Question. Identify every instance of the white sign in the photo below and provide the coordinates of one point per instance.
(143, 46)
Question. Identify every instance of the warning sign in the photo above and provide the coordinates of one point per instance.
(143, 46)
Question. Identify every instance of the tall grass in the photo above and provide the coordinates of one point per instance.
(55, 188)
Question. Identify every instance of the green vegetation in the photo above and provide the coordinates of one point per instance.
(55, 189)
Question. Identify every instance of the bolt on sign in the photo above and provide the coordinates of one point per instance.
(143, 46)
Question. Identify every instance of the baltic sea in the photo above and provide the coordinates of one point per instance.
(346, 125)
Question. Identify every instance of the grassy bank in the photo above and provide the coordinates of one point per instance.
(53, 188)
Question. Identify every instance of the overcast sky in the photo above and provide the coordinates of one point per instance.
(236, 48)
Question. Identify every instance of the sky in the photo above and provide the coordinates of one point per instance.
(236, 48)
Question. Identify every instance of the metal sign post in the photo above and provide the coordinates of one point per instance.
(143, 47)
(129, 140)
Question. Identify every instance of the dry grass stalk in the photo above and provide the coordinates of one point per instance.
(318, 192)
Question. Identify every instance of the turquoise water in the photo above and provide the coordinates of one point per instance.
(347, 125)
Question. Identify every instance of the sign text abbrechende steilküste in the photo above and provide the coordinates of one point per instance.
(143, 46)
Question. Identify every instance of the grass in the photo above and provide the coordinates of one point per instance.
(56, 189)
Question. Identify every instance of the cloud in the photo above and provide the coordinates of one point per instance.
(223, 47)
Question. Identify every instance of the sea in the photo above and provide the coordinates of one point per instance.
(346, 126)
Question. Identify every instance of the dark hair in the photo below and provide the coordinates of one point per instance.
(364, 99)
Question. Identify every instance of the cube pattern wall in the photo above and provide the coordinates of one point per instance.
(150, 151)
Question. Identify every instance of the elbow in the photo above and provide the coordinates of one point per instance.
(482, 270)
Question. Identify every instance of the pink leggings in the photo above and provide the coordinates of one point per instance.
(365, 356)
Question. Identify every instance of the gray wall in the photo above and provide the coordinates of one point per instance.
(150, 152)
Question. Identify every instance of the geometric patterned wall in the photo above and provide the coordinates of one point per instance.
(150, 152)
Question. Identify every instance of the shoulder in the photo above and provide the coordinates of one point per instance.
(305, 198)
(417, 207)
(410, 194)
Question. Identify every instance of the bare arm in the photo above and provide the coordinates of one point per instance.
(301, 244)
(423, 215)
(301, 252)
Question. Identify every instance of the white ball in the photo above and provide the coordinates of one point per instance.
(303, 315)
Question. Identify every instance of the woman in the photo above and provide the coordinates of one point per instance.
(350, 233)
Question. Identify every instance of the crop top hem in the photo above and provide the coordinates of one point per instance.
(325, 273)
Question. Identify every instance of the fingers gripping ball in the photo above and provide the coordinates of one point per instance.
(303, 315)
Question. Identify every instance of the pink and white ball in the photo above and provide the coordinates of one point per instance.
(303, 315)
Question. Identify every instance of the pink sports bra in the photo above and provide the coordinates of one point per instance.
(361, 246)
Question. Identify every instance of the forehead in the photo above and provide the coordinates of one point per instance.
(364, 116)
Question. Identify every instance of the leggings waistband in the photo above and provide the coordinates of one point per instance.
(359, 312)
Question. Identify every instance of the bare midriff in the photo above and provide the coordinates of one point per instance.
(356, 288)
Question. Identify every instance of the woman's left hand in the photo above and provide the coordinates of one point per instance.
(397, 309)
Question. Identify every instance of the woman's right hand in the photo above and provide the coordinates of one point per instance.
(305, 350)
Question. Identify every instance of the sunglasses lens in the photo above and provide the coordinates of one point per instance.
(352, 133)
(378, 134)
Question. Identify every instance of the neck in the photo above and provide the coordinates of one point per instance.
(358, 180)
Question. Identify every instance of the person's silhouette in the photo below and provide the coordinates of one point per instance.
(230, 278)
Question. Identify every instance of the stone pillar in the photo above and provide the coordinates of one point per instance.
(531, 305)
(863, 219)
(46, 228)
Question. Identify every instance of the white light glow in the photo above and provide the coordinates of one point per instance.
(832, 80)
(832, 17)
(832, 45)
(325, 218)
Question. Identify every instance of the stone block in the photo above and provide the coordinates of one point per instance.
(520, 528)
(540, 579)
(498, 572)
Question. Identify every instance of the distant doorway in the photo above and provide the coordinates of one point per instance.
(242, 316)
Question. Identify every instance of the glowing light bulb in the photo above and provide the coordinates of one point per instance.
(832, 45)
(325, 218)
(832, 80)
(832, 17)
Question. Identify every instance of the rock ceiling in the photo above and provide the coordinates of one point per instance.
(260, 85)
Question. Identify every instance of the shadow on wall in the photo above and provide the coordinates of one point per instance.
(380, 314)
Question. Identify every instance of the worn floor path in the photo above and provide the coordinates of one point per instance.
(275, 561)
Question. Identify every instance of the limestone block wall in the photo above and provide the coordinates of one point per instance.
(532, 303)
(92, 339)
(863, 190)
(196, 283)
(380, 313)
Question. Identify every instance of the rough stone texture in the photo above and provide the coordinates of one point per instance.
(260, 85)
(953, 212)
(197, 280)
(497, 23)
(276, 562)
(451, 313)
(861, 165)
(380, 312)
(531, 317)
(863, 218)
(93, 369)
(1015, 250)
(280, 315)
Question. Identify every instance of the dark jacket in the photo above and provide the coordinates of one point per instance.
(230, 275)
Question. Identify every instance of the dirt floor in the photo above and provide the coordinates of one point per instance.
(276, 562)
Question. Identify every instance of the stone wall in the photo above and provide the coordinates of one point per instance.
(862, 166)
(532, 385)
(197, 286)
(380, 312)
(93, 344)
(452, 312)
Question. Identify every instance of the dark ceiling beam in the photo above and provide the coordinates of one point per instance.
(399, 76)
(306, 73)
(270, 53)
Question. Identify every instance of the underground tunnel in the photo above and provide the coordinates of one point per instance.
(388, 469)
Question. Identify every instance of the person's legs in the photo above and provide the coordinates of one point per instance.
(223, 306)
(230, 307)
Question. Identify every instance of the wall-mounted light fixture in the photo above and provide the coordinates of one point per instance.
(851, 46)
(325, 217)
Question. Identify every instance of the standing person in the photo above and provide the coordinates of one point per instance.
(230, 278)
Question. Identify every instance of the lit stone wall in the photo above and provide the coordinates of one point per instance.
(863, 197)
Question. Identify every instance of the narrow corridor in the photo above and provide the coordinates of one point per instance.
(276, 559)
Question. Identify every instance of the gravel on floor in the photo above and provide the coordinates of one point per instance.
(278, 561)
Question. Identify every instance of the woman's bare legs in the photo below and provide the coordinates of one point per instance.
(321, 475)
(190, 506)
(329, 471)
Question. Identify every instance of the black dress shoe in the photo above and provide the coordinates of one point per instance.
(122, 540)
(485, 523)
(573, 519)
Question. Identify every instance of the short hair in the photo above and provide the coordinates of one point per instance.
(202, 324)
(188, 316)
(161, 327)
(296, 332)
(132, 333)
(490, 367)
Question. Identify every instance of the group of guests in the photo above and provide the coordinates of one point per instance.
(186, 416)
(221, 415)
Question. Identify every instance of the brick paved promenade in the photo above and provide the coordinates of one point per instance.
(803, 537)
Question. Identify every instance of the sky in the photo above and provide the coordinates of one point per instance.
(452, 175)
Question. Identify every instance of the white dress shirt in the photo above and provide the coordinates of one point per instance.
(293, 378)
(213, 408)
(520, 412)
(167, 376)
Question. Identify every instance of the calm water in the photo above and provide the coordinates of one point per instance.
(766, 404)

* * * * *

Problem details -> The entries above must be returned exactly.

The result ->
Question. Identify every instance of the white sign in the photo below and provide the coordinates of one point per instance.
(143, 46)
Question. Identify every instance of the warning sign in the photo above and provide the coordinates of one point per instance.
(143, 46)
Question. Identify every instance of the tall grass in the photo above and provide the coordinates of one point per instance.
(55, 188)
Question. Identify every instance of the green vegetation in the photo above and provide the coordinates of one point per instance.
(55, 189)
Question. Identify every instance of the bolt on sign in the photo above and provide the coordinates of one point per instance.
(143, 46)
Question. Identify every instance of the baltic sea in the photo above and provide the coordinates of one point per instance.
(346, 125)
Question. Identify every instance of the grassy bank in the photo above and provide the coordinates of one point per instance.
(53, 188)
Question. Identify every instance of the overcast sky in the photo above and provide the coordinates of one point per instance.
(236, 48)
Question. Identify every instance of the sky in the photo above and provide the coordinates of one point per instance.
(236, 48)
Question. Identify every instance of the metal sign post in the photo above and provide the coordinates of one point per instance.
(143, 47)
(129, 140)
Question. Identify every instance of the dry grass stalk in the photo above and provide the coordinates of one point per instance.
(318, 192)
Question. Identify every instance of the turquoise water in the photo above and provide the coordinates of one point per instance.
(347, 125)
Question. Identify every instance of the sign text abbrechende steilküste in the photo above and provide the coordinates of one point per instance.
(143, 46)
Question. Identify every instance of the grass in the photo above and provide the coordinates of one point per instance.
(56, 189)
Question. Identify every instance of the cloud in the photo above and provide the coordinates of one point per instance.
(223, 47)
Question. Identify every instance of the sea in the photo above and provide the coordinates of one point per instance.
(346, 126)
Question. Identify every instance of the dark hair in the photo below and provide the coordinates of one point per instance.
(364, 99)
Question. Identify every instance of the cube pattern wall in the photo above and provide the coordinates of one point per instance.
(150, 151)
Question. Identify every instance of the elbow in the photo above and provide the coordinates of one point per instance.
(482, 270)
Question. Identify every instance of the pink leggings in the photo above and provide the coordinates of one point per instance.
(365, 356)
Question. Identify every instance of the gray wall in the photo above and provide the coordinates of one point per instance.
(150, 152)
Question. Identify every instance of the geometric patterned wall in the photo above and provide the coordinates of one point per instance.
(150, 152)
Question. Identify every instance of the shoulder in the photo above and provide the coordinates of one point per instance.
(305, 198)
(417, 207)
(410, 194)
Question. Identify every instance of the bare arm in the photo above and provide the coordinates of one point per instance.
(301, 244)
(423, 215)
(301, 252)
Question. Identify every instance of the white ball in the photo above and provide the coordinates of one point per instance.
(303, 315)
Question. Identify every instance of the woman in the photo above and provide the coordinates of one point per instance.
(350, 233)
Question. Identify every instance of the crop top hem in the photo above and provide the coordinates of one point per instance.
(325, 273)
Question. Identify every instance of the fingers gripping ball in the photo above and provide the coordinates of one point per instance.
(303, 315)
Question. Identify every instance of the pink and white ball in the photo above and provide the coordinates of one point per instance.
(303, 315)
Question. Identify every instance of the pink sports bra in the photo above and provide the coordinates of one point per instance.
(361, 246)
Question. Identify every instance of the forehead in the photo above and provide the coordinates of one point per instance.
(364, 116)
Question. Identify every instance of the leggings waistband in the photo above and provide the coordinates of one point per instance.
(359, 312)
Question. Identify every instance of the bare midriff in the photo above and provide the coordinates of one point per instance.
(356, 288)
Question. Identify every instance of the woman's left hand in the photo above and provide the coordinates of one point per instance.
(397, 309)
Question. Identify every instance of the woman's right hand in the photo above and provide the coordinates of one point per instance.
(305, 350)
Question. Identify every instance of the sunglasses lens in the photo above and provide the coordinates of one point per instance.
(352, 133)
(378, 134)
Question. Identify every instance of the neck in the photo above and provide the coordinates of one point per instance.
(358, 180)
Question. Identify every instance of the person's silhouette in the photo below and provide the coordinates of one point per instance.
(230, 278)
Question. Identify every instance of the stone pillar in the photo above and provide the coordinates of one point per instance.
(531, 305)
(863, 219)
(46, 228)
Question. Identify every instance of the white light glow in the photo above and provide the coordinates of one point per instance.
(832, 80)
(832, 17)
(832, 45)
(325, 218)
Question. Identify every instance of the stone block in the photo above and provide the coordinates of one point per instance.
(520, 528)
(540, 579)
(498, 572)
Question. Identify every instance of the distant doorway in the photo above and provide the coordinates of one point per instance.
(242, 316)
Question. Identify every instance of the glowing light bulb in the photo above and provide the coordinates of one point per instance.
(832, 45)
(325, 218)
(832, 80)
(832, 17)
Question. Identify every instance of the rock ceiling in the photo above and provide the coordinates of one point per instance.
(260, 85)
Question. Identify every instance of the shadow on wall in the photo above and provide the coordinates of one point per instance.
(380, 314)
Question. Identify every instance of the worn floor path in the photo above and provide the coordinates of one point per instance.
(275, 561)
Question. Identify every instance of the limestone block wall in the photo above and provide the coordinates of one point per instance.
(532, 303)
(92, 339)
(863, 190)
(196, 283)
(380, 313)
Question. Identify every instance of the rough stone texture in the photo above and provide the coordinates of one point per instance.
(260, 85)
(953, 212)
(197, 280)
(497, 23)
(276, 562)
(451, 313)
(861, 165)
(380, 312)
(531, 317)
(863, 218)
(93, 369)
(1015, 250)
(280, 315)
Question. Identify every instance of the dark jacket in the photo above and provide the coordinates of one point per instance.
(230, 275)
Question. Identify every instance of the dirt floor in the photo above and provide the coordinates of one point per instance.
(276, 562)
Question. Identify every instance of the stone wall in the photo above and provide the coordinates of one point per instance.
(862, 166)
(532, 385)
(197, 286)
(380, 312)
(93, 344)
(452, 312)
Question. Identify every instance of the dark ceiling beam in the photo above and provide the coordinates of one point per instance.
(399, 76)
(306, 73)
(270, 53)
Question. Identify every instance of the underground tunnel in the photo above and provide the coordinates of one point per instance.
(388, 469)
Question. Identify every instance of the person's legs in the photo above and provide the coordinates of one point per instance.
(223, 306)
(230, 307)
Question. Identify every instance of the wall-mounted light fixture in the photo above and provide the coordinates of one point per instance.
(851, 46)
(325, 217)
Question. Identify every instance of the standing person in the photo above and provide the coordinates of one point per instance.
(230, 278)
Question. Identify every instance of the lit stone wall in the photo above and provide the coordinates of one point per instance.
(863, 197)
Question. Identify every instance of the narrow corridor in the photo above and provide the coordinates of one point per instance.
(276, 559)
Question. Identify every instance of the gravel on floor in the photo above and provide the coordinates of one point per instance.
(278, 561)
Question. Identify every instance of the woman's bare legs in the photo below and provide the coordinates of one point per instance.
(321, 475)
(190, 506)
(329, 471)
Question. Identify every instance of the black dress shoe in the photo above and provide the coordinates of one point per instance.
(122, 540)
(485, 523)
(573, 519)
Question. Identify every instance of the short hair in the photo above and provide the coordinates of one point per instance.
(202, 324)
(188, 316)
(161, 327)
(296, 332)
(132, 333)
(490, 367)
Question. Identify every instance of the group of guests in the photo above and provide the coordinates of one point per instance.
(186, 416)
(221, 415)
Question. Identify every instance of the brick paved promenade in the photo above and provide the coordinates of one point per instance.
(803, 537)
Question. Identify every instance of the sky in the photo above and provide the coordinates of one point per instance.
(452, 175)
Question. Identify every instance of the white dress shirt in the photo above and provide the coordinates of one point per instance.
(293, 378)
(213, 408)
(520, 412)
(167, 376)
Question. Identify every instance of the calm water in the photo above and provide the coordinates of one point per instance.
(766, 404)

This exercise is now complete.